__Work instructions__. Could you rewrite the items below as a JSON list of strings, one string per line, with blank lines left out?

__Data extract__.

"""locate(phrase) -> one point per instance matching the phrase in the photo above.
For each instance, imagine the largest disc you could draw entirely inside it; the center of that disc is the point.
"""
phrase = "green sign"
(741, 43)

__Solution__.
[
  "\"\"\"locate(phrase) -> one point per instance matching the phrase in the photo above.",
  "For each instance, imagine the largest disc you could draw entirely inside it; the center of that disc is the point.",
  "\"\"\"",
  "phrase = \"green sign\"",
  "(741, 43)"
]